Records shown:
+-------+

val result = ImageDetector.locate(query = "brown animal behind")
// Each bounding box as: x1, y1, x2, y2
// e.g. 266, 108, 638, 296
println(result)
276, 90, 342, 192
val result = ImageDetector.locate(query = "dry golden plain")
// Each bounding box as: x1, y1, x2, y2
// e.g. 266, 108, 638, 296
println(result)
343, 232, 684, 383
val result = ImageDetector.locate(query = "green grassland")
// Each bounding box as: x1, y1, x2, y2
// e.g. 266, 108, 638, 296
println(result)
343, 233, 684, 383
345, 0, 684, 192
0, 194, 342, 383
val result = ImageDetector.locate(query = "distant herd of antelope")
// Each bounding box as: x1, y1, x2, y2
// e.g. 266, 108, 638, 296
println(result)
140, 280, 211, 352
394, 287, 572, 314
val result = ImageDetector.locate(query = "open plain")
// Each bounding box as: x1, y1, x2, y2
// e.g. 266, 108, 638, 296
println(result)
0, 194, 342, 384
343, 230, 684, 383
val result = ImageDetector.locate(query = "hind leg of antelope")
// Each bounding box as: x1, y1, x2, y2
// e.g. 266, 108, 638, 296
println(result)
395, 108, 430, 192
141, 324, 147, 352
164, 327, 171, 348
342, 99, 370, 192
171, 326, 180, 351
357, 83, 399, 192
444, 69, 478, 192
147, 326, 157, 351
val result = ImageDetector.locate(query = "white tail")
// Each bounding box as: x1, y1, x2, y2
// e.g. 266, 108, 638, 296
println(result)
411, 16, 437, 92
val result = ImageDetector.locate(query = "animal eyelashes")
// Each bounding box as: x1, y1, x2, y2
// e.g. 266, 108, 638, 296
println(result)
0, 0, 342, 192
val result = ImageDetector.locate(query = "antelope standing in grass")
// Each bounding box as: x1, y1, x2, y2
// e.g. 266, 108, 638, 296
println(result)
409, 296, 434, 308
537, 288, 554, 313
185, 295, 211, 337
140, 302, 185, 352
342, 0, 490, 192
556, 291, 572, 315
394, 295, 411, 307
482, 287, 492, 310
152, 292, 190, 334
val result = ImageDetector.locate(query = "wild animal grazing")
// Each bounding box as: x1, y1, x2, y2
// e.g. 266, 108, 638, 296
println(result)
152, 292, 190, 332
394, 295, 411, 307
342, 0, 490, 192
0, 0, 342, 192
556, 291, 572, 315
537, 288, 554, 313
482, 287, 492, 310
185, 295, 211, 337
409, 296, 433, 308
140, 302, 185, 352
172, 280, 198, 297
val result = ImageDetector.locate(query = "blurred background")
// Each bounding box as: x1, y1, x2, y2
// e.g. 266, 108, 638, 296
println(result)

+-------+

What the exercise asks:
Render the items as a numbered list, starting at their first line and ending at the line that contains "147, 326, 157, 351". Leave out any blank lines.

Answer to this exercise:
1. val result = ImageDetector.locate(query = "brown animal behind")
2. // Each bounding box as: x1, y1, x2, y2
3. // e.g. 266, 108, 638, 296
4. println(result)
5. 276, 90, 342, 192
6. val result = ImageDetector.locate(query = "dry golden plain")
7. // Each bounding box as: x1, y1, x2, y2
8. // e.g. 266, 108, 638, 296
9. println(result)
10. 343, 232, 684, 383
11. val result = ImageDetector.locate(query = "green grassland")
12. // Each bounding box as: x1, y1, x2, y2
13. // e.g. 266, 108, 638, 296
14. println(result)
15. 343, 233, 684, 383
16. 345, 0, 684, 192
17. 0, 194, 342, 383
18. val result = ImageDetector.locate(query = "distant herd of antelope")
19. // Each bounding box as: x1, y1, x2, y2
20. // e.g. 266, 108, 638, 296
21. println(result)
22. 140, 280, 211, 352
23. 394, 287, 572, 314
24. val result = ImageDetector.locate(query = "open plain")
25. // Each bounding box as: x1, y1, x2, y2
26. // e.g. 266, 108, 638, 296
27. println(result)
28. 0, 194, 342, 384
29. 343, 230, 684, 383
30. val result = ImageDetector.locate(query = "hind leg of antelope")
31. // Each bounding box as: x1, y1, x2, y2
32. // e.g. 266, 108, 638, 296
33. println(result)
34. 395, 108, 430, 192
35. 141, 324, 147, 352
36. 164, 327, 171, 348
37. 342, 99, 370, 192
38. 171, 326, 180, 351
39. 357, 83, 399, 192
40. 444, 69, 478, 192
41. 147, 326, 157, 351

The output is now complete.